Passage en revue des jurys des huit principaux prix littéraires à jury fixe (sans le Goncourt et le Renaudot des Lycéens, à jury tournant). Le Goncourt ? Dix membres, dont trois femmes (Edmonde Charles-Roux, depuis 1983, Françoise Chandernagor, élue en 1995, et Paule Constant, qui y est entrée en 2013).
Le Renaudot ? Dix membres, dont une seule femme, Dominique Bona (entrée en 1999). Le Prix de Flore, créé en 1994 par Frédéric Beigbeder ? Deux femmes sur douze jurés. Certes le prix Décembre fait mieux que les autres (cinq femmes sur douze) et la parité est presque atteinte avec le prix Médicis (sur neuf jurés, quatre femmes).
Exception qui confirme la règle, le Femina, fidèle à ses origines anti-Goncourt , est 100% féminin (neuf jurées). Mais il a suscité dans la foulée le Prix Interallié resté...100% masculin (neuf jurés). Hormis le Femina, donc, tous ces jurys sont majoritairement masculins, y compris celui de l'Académie française (six femmes sur trente-sept membres).
2 Leurs romans, moins d'un tiers de la sélection
A la rentrée littéraire 2013, il y a eu 36% de romans signés par des femmes lors de la rentrée (en prenant pour base la recension des romans publiée en juin par Livres Hebdo).

(Données stockées)
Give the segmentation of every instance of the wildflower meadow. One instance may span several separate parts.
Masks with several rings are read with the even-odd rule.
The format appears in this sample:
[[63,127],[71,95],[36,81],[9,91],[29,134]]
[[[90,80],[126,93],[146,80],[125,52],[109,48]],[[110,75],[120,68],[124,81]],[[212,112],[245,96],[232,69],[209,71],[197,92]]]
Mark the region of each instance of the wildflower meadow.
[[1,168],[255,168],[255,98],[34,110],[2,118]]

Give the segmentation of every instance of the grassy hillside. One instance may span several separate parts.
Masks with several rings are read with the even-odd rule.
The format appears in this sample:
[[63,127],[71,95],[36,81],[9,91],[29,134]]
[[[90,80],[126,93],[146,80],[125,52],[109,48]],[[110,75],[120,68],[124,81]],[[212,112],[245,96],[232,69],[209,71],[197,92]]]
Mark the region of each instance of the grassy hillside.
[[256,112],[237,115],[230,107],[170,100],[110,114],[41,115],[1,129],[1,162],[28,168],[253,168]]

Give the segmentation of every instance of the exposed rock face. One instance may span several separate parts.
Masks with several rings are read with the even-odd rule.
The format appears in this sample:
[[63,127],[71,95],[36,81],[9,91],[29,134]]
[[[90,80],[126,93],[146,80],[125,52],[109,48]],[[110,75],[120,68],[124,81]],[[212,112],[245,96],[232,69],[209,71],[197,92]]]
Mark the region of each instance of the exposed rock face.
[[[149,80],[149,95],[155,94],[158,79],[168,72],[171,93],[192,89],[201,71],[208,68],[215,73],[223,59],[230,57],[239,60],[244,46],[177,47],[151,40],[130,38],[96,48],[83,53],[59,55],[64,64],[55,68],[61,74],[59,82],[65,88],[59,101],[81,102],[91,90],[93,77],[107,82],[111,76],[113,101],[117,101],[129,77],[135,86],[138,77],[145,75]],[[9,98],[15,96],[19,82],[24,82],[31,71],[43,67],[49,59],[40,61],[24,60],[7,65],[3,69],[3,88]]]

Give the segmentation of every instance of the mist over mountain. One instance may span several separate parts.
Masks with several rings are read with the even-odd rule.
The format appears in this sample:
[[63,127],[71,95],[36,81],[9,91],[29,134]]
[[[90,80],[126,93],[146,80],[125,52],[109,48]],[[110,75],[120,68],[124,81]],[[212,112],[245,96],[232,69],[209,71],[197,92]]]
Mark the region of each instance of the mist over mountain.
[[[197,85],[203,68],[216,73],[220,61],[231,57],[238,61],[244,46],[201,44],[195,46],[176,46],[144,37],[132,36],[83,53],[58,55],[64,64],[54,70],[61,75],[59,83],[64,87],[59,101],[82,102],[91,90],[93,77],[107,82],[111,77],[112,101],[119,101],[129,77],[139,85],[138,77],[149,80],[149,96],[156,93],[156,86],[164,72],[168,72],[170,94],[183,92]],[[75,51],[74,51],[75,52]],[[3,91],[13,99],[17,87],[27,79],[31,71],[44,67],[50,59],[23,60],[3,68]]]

* * *

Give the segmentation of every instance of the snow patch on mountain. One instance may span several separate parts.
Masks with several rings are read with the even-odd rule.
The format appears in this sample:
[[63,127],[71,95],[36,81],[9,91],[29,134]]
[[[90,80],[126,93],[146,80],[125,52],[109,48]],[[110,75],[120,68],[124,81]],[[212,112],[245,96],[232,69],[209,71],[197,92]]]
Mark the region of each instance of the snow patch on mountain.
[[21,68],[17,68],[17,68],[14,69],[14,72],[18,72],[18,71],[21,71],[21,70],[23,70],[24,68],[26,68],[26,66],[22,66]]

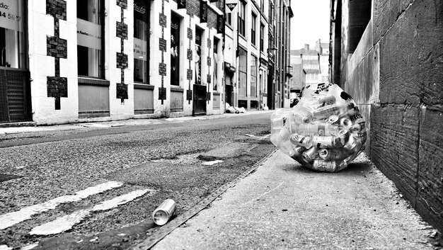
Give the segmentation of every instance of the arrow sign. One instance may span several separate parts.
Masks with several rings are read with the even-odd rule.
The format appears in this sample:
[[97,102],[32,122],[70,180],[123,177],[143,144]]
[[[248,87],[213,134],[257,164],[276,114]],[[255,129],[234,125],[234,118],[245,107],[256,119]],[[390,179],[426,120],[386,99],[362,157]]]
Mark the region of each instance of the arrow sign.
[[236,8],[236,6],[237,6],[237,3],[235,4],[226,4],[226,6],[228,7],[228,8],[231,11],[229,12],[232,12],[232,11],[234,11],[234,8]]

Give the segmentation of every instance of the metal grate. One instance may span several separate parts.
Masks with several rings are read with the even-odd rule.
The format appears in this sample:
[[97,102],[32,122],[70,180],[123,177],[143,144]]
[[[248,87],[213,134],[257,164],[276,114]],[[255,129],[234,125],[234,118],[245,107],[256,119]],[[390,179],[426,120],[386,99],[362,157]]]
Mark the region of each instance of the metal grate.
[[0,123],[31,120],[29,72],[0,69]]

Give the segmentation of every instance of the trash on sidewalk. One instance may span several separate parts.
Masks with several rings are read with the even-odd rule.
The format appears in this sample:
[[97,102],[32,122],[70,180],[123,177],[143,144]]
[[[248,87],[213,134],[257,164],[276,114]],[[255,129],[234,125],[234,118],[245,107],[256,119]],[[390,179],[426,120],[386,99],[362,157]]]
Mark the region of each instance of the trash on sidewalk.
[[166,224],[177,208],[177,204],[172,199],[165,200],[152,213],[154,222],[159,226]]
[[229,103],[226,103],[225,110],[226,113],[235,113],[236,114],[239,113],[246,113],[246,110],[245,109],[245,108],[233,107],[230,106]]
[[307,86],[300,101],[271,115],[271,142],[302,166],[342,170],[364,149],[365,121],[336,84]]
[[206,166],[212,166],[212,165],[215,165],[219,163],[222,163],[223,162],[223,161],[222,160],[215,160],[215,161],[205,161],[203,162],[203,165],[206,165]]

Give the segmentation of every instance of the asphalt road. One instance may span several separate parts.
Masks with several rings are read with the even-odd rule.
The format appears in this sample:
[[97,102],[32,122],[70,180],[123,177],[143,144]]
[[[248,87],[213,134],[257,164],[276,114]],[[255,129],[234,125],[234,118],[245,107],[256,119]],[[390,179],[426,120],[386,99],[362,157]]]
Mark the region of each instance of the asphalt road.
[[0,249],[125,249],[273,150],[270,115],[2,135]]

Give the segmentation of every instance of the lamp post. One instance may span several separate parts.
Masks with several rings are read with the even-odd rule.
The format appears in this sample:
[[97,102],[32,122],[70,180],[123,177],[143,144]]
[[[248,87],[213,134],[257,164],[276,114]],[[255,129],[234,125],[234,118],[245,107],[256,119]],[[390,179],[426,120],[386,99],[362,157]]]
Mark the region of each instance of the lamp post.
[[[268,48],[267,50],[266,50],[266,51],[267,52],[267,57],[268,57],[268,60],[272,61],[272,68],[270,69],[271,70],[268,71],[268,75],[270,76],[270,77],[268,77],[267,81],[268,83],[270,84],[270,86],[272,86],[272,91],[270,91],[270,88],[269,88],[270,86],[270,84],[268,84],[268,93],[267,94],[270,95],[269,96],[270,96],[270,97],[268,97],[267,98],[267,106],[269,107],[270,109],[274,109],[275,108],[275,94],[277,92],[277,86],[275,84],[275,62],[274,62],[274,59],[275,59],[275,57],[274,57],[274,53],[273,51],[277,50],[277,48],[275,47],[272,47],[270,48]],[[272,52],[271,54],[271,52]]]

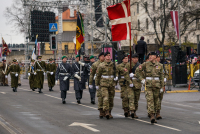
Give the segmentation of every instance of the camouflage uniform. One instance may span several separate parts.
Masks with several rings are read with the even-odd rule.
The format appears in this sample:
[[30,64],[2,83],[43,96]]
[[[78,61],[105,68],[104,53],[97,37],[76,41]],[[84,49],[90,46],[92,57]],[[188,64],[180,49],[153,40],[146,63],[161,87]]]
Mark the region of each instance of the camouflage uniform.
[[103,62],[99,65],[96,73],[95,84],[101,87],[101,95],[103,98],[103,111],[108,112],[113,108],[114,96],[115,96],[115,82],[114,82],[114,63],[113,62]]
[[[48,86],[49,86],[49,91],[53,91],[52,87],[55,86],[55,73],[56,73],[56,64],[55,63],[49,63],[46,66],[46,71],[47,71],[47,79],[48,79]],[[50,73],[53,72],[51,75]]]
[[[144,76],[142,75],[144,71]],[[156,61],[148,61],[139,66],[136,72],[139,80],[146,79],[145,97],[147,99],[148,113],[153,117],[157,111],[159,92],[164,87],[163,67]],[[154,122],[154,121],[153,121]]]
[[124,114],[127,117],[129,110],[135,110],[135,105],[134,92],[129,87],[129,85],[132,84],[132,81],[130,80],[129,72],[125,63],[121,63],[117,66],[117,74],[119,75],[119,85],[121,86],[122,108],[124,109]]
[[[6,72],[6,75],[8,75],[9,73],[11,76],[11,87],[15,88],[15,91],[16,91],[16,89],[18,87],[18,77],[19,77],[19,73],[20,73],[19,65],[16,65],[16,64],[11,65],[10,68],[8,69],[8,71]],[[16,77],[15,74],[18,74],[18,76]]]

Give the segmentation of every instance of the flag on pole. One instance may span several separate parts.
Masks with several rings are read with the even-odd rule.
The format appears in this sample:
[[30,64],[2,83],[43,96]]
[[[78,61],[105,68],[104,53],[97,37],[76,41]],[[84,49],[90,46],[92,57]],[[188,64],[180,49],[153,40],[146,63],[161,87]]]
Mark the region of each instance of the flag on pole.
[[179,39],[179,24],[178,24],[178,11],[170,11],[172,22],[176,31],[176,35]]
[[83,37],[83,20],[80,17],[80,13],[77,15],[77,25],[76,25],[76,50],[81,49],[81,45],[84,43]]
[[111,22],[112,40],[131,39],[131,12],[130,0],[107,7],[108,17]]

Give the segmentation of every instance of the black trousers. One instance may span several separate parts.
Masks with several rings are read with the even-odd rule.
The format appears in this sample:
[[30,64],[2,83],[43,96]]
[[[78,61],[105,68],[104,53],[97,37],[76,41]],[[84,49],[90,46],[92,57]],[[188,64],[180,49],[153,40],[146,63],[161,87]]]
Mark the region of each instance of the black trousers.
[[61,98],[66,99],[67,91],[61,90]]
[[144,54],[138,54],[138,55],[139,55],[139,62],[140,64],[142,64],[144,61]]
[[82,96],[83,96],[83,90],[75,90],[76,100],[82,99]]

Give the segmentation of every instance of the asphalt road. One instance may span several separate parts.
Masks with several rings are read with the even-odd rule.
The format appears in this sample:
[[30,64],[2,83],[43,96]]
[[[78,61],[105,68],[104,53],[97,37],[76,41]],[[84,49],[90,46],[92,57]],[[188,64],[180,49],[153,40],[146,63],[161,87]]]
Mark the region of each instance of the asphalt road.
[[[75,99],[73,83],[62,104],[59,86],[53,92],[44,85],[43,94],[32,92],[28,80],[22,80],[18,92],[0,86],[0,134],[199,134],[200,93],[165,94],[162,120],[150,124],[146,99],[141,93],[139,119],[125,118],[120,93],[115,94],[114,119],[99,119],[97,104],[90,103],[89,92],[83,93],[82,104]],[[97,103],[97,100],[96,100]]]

--

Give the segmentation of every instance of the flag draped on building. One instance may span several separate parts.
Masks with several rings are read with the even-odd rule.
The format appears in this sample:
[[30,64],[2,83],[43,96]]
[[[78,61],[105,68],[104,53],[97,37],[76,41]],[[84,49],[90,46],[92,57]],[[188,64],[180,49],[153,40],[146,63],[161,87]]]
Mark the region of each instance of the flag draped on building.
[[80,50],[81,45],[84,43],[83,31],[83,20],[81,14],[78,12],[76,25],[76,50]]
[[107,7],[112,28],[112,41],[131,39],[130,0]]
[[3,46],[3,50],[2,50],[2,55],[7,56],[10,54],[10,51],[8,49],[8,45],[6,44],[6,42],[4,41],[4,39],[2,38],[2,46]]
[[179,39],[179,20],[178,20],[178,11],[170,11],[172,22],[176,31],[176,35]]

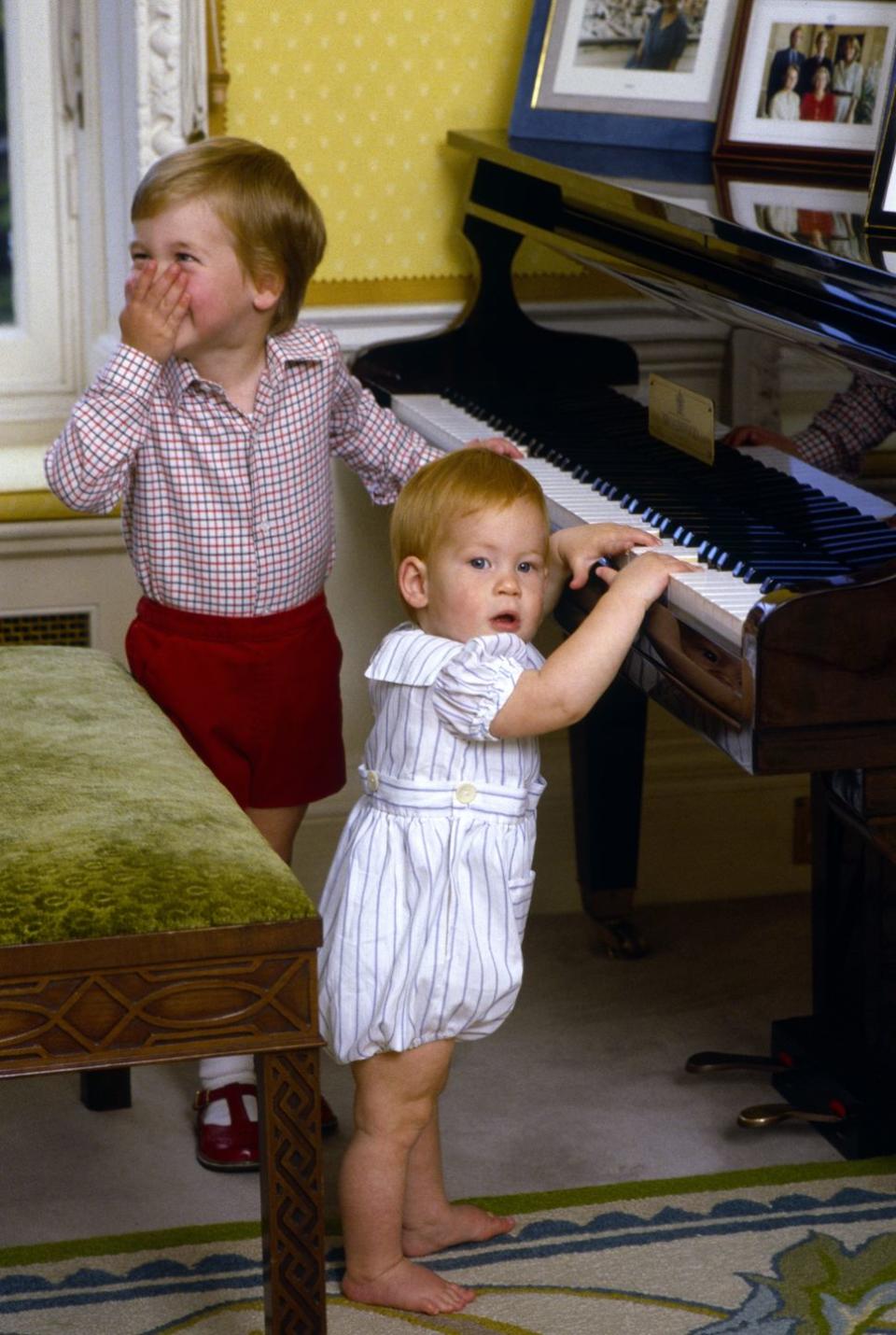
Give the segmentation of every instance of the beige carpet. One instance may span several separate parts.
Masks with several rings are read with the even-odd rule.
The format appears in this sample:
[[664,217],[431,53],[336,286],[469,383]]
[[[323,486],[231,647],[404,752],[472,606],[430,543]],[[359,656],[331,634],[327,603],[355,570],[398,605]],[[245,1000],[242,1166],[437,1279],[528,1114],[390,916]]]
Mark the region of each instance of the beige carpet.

* [ACTIONS À MENER]
1/ Relevez toutes les femmes nommées dans l'extrait sur les jurys des prix littéraires.
2/ Poursuivez l'extrait sur les jurys des prix littéraires à partir de sa dernière phrase.

* [RÉPONSES RÉDIGÉES]
1/
Edmonde Charles-Roux
Françoise Chandernagor
Paule Constant
Dominique Bona

2/
Combien d'oeuvres signées de ces romancières retenus dans la dernière sélection du Goncourt ? Une sur quatre. Du Renaudot ? Zéro sur six. Prix Décembre ? Zéro sur "trois". Médicis : trois sur huit. Femina ? Deux sur cinq. Grand prix du roman de l'Académie française? Une sur trois..
Ce sont -surprise- les prix Interallié (trois sur quatre) et Flore (quatre romans sur cinq) qui se sont montrés les plus féministes.
Et la proportion est encore pire si l'on prend en compte la dernière sélection du très vendeur Goncourt des lycéens (sur cinq, un seul roman d'auteure) ou du Renaudot des lycéens (une sur sept).
3 A l'arrivée, presque la moitié des prix
Et pourtant le résultat de la saison littéraire 2013 est quasi-paritaire : sur dix prix littéraires, quatre ont été décernés à des romancières (le Femina à Leonora Miano pour La saison de l'ombre, le Médicis à Marie Darrieussecq pour Il faut beaucoup aimer les hommes, le prix de Flore à Monica Sabolo pour Tout cela n'a rien à voir avec moi, et l'Interallié à Nelly Alard pour Moment d'un couple).
Le coup de théâtre est venu du prix Interallié à jury exclusivement mâle. "Il y avait plus de vingt ans que le prix Interallié n’était pas allé à une femme", a souligné la ministre de la Culture Aurélie Filippetti.
Sa réaction était guettée puisque selon Actualitté, le roman "à clés" de Nelly Alard -l' histoire d'une femme trompée- répondait à celui ... publié en 2005 par la même Aurélie Filippetti, Un homme dans ma poche. Mais quelles que soient les motivations du jury Interallié, il aura presque équilibré la balance :
Près de la moitié des romans primés ont donc été écrits par des femmes, même si les romanciers ont gardé les prix les plus vendeurs. Déjà best-seller avant l'attribution du prix, le Goncourt a fait bondir l'(excellent) Au revoir là-haut de Pierre Lemaitre à la première place des meilleures ventes romans, selon Livres Hebdo (semaine du 4 au 10 novembre). L'ouvrage est désormais tiré à plus de 370.000 exemplaires.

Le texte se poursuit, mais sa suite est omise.